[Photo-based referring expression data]
Start of Block
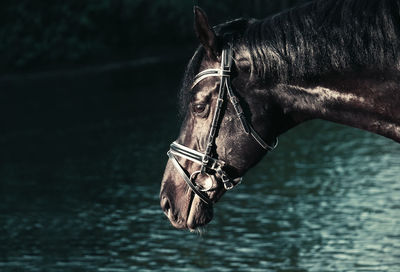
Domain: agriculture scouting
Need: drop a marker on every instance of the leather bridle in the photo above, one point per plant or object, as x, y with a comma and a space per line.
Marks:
210, 165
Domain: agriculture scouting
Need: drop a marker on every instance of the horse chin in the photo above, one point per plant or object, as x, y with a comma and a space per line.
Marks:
199, 214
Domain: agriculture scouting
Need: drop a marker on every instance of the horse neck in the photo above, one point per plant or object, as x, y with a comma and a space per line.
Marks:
335, 60
368, 100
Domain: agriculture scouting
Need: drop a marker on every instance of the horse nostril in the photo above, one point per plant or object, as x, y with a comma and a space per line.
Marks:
165, 205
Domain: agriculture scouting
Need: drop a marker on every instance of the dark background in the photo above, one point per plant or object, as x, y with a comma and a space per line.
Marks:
52, 34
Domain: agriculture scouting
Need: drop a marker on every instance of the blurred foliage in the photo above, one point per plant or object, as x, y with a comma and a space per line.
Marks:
53, 33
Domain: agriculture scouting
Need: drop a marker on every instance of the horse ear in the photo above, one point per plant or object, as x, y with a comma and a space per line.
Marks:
205, 33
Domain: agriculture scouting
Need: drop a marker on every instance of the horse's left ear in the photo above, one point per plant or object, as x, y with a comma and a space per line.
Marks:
205, 33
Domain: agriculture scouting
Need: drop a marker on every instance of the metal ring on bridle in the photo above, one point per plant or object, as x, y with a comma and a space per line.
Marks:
201, 188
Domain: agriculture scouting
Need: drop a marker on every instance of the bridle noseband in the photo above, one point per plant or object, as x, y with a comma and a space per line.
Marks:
209, 165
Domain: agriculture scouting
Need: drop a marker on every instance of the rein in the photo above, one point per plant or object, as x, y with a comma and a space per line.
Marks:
210, 165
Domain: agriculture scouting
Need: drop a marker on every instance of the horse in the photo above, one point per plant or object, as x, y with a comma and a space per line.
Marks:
252, 80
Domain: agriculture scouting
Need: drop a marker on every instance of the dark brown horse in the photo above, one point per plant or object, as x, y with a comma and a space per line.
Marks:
252, 80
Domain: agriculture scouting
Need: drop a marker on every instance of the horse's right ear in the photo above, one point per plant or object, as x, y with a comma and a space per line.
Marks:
205, 33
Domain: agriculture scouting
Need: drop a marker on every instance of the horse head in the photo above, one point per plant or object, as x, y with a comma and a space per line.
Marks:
228, 125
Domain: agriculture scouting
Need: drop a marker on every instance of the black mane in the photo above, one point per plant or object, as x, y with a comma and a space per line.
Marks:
320, 37
324, 36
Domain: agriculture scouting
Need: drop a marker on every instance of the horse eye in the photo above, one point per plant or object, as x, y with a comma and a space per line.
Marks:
199, 108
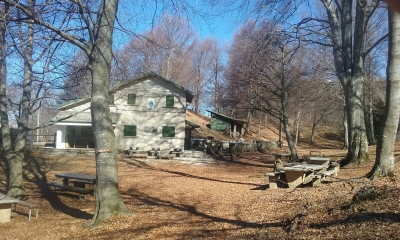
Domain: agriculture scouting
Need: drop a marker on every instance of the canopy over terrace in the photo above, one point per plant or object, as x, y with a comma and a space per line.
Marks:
231, 126
74, 129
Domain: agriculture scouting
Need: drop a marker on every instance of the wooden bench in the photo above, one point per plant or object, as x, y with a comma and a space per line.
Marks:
274, 178
80, 183
165, 154
6, 204
70, 188
137, 155
27, 204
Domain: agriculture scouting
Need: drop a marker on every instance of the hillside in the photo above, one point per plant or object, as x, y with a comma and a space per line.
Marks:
270, 133
325, 136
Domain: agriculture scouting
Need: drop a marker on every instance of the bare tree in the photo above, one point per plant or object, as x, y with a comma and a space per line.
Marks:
346, 33
385, 163
265, 72
94, 37
166, 49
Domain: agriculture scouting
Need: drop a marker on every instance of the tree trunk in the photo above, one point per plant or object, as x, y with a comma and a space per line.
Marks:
346, 131
289, 140
108, 198
15, 157
358, 143
384, 162
348, 38
369, 117
297, 128
248, 122
313, 133
5, 128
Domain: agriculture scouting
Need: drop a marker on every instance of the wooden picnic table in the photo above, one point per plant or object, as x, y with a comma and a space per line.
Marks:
83, 179
301, 173
282, 155
78, 180
5, 207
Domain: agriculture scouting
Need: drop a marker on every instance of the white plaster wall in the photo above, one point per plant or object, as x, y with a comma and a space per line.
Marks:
61, 136
140, 116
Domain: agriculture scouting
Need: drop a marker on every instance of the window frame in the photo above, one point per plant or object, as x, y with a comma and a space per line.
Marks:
130, 130
169, 100
128, 98
164, 130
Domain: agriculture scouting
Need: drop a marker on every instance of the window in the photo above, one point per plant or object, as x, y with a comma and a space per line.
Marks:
168, 131
150, 104
132, 98
129, 130
111, 99
169, 101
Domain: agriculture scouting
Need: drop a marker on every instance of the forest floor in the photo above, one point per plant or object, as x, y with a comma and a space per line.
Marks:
226, 198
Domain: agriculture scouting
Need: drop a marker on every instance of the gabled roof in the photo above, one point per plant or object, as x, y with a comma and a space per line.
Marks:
224, 116
80, 117
86, 99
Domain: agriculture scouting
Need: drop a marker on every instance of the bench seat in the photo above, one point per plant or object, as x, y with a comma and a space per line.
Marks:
27, 204
165, 154
138, 155
274, 178
70, 188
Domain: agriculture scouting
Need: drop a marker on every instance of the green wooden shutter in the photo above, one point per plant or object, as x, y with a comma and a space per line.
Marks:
132, 98
169, 101
130, 130
168, 131
111, 99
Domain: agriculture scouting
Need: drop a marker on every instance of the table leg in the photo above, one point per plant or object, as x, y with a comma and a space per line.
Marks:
65, 181
5, 212
294, 178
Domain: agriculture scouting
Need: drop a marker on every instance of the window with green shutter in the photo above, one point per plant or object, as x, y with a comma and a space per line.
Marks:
169, 101
129, 130
111, 99
132, 98
168, 131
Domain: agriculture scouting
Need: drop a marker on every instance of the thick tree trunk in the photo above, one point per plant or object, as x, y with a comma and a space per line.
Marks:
108, 198
248, 122
5, 129
289, 140
384, 162
358, 143
15, 157
369, 117
313, 133
345, 131
348, 37
297, 128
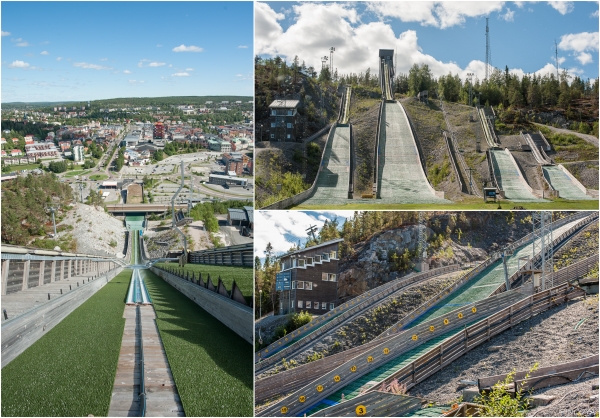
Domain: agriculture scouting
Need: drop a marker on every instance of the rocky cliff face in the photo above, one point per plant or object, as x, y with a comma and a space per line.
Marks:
452, 239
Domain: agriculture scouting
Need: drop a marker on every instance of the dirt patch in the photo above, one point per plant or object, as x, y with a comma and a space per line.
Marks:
548, 338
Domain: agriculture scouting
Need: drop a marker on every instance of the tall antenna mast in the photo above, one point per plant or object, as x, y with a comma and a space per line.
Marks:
556, 54
488, 50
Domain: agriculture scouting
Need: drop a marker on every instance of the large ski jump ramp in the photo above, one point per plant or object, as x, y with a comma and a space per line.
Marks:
334, 173
510, 179
401, 175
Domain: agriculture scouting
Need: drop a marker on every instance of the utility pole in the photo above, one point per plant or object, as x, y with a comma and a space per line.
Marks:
470, 170
331, 51
488, 49
556, 55
52, 209
470, 75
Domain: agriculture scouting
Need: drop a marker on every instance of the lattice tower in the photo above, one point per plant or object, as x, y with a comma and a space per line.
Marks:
422, 237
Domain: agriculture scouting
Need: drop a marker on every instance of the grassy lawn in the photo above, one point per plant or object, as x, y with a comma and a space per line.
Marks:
212, 366
558, 204
70, 371
243, 276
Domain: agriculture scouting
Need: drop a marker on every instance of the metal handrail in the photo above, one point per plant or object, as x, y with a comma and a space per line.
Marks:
142, 395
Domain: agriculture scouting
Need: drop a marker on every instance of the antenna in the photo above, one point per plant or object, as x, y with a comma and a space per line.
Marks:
556, 54
488, 49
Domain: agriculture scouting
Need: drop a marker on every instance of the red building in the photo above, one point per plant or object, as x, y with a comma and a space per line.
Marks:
159, 130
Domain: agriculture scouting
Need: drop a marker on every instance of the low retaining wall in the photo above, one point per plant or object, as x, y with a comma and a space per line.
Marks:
21, 332
238, 318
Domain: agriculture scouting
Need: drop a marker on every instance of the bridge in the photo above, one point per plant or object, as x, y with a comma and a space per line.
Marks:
141, 208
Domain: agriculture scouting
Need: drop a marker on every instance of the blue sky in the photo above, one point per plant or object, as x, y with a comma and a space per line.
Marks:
448, 36
283, 228
54, 51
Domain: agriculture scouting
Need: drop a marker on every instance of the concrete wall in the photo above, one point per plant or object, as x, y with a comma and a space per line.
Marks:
238, 318
21, 332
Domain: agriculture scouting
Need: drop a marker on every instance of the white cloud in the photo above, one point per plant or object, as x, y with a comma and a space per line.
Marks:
148, 63
579, 42
89, 66
191, 48
509, 16
585, 58
562, 7
430, 13
19, 64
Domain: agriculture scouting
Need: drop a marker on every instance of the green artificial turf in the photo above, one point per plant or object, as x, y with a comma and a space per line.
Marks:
70, 371
212, 366
243, 276
557, 204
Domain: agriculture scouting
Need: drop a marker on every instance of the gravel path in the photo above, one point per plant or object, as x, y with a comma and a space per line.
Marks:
589, 138
548, 338
95, 230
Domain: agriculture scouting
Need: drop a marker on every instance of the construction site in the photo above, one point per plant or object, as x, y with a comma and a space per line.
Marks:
426, 152
483, 303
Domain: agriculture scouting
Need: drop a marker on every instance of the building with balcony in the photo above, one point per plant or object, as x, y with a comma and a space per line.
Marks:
308, 279
282, 123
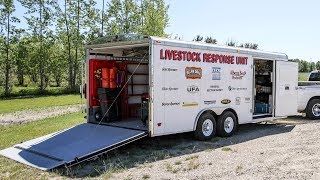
End of Block
* Problem: Check each line above for the word "white", and copy the lines where it appears.

* Your response:
Need: drop a marker on every instance of the white plaster wall in the photo above, one point per plant or object, as x, y with a comma and a space per line.
Need: drop a marker on every instance of the white cloud in the photo above, one point per plant or object, as x, y with a comma and a space per line.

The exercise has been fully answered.